Saskatchewan is joining the provincial “bandwagon” of delaying the second doses of COVID-19 vaccines.
That’s what Andrew Potter, the former CEO of VIDO InterVac, tweeted just a couple of days ago — and it makes him uneasy.
On Tuesday, chief medical health officer Dr. Saqib Shahab announced the province may move to delay second vaccine doses for up to four months.
That’s after information from other provinces like B.C. and Quebec and countries including the United Kingdom and Israel suggested doing so would still give a reasonable amount of protection from the virus, and would allow the health authority to get at least one dose into everyone who wants or needs it much sooner.
“What that will do is that will really accelerate our first dose program,” Shahab said during a media conference. “And if we are able to do that, we can see most of our population 18 and older potentially getting a first dose by June. I think that would really help us in putting the pandemic behind us.”
The province is expected to announce it has made the decision to move to the four-month separation of doses during a media conference Thursday. It can be heard live here.
Potter, now a professor of veterinary medical biology at the University of Saskatchewan, says he’s a bit uncomfortable with the plan to potentially delay those second doses for a couple of reasons, including that the strategy it has not been recommended by the vaccine manufacturers themselves.
“Second is that we don’t know exactly what happens following a single dose of the vaccine with respect to the variants, the COVID variants, that are out there,” he said. “Do you see the same level of protection, for example?”
Having said that, Potter appreciates what the provincial government is trying to do, but says more needs to be done.
“What I would like to see them do is do it within the context of something like a clinical trial so that they can actually get answers out of it as opposed to simply immunizing a bunch of people. What you don’t want is a population in the province that have sub-optimal immunity as opposed to a smaller population with full immunity,” he said.

*Entries provided:*

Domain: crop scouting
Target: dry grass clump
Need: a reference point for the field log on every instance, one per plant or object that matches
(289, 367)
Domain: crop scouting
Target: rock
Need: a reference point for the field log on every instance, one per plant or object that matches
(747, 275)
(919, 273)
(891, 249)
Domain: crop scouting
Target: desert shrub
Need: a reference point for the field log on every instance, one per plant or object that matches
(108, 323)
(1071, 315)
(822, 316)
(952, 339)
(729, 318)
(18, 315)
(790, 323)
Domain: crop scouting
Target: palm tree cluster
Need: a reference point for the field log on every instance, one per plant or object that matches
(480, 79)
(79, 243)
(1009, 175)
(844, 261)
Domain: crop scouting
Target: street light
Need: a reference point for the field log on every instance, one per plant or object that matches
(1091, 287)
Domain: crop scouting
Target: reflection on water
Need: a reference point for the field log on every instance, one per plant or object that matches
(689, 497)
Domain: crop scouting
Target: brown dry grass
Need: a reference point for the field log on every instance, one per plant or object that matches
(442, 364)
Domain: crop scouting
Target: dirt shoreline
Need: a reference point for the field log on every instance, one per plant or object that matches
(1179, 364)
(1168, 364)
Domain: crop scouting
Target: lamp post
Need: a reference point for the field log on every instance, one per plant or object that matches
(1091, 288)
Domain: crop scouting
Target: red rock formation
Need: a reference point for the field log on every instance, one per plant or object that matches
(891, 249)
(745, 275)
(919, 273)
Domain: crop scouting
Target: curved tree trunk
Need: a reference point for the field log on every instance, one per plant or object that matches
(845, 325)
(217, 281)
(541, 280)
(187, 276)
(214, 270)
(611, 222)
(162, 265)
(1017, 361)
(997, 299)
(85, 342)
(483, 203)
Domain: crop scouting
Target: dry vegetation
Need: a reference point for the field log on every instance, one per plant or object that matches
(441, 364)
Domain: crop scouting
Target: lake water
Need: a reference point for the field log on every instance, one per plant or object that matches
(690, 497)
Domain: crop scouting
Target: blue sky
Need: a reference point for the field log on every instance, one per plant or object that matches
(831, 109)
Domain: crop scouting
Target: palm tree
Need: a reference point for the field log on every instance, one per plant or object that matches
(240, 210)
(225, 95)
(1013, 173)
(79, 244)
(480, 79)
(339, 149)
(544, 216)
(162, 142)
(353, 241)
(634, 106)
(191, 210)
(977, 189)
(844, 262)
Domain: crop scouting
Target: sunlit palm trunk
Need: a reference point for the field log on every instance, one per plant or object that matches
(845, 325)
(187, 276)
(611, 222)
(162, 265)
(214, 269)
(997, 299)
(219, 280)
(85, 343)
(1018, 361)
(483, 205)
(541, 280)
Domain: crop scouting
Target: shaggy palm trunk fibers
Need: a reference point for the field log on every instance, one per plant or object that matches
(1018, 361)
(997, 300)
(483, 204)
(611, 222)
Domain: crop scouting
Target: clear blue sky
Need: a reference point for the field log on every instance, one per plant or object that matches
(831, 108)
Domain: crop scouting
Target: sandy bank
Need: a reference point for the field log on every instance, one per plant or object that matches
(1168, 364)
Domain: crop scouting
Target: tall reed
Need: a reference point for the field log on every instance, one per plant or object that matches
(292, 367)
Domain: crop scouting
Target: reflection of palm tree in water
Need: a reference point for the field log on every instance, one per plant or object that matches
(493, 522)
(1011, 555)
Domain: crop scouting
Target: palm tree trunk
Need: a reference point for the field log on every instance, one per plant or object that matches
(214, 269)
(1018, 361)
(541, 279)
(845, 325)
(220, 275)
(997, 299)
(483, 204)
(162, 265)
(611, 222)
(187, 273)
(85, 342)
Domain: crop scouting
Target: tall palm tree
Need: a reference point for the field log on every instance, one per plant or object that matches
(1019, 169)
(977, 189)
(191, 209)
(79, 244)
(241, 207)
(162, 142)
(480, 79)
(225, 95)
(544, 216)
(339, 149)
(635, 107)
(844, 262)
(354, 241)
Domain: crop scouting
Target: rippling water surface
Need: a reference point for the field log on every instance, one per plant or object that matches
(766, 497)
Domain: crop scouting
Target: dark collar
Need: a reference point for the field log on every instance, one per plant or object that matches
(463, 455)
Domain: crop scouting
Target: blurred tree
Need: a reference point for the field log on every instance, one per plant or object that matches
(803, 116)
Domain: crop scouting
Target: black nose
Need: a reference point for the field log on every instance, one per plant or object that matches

*Activity 1:* According to the article on Saskatchewan's vaccine plan, by what month could most of the province's population aged 18 and older potentially receive a first dose?
*Activity 2:* Duplicate everything in the article on Saskatchewan's vaccine plan from "The province is" down to "vaccine manufacturers themselves.".

*Expected output 1:* June

*Expected output 2:*
The province is expected to announce it has made the decision to move to the four-month separation of doses during a media conference Thursday. It can be heard live here.
Potter, now a professor of veterinary medical biology at the University of Saskatchewan, says he’s a bit uncomfortable with the plan to potentially delay those second doses for a couple of reasons, including that the strategy it has not been recommended by the vaccine manufacturers themselves.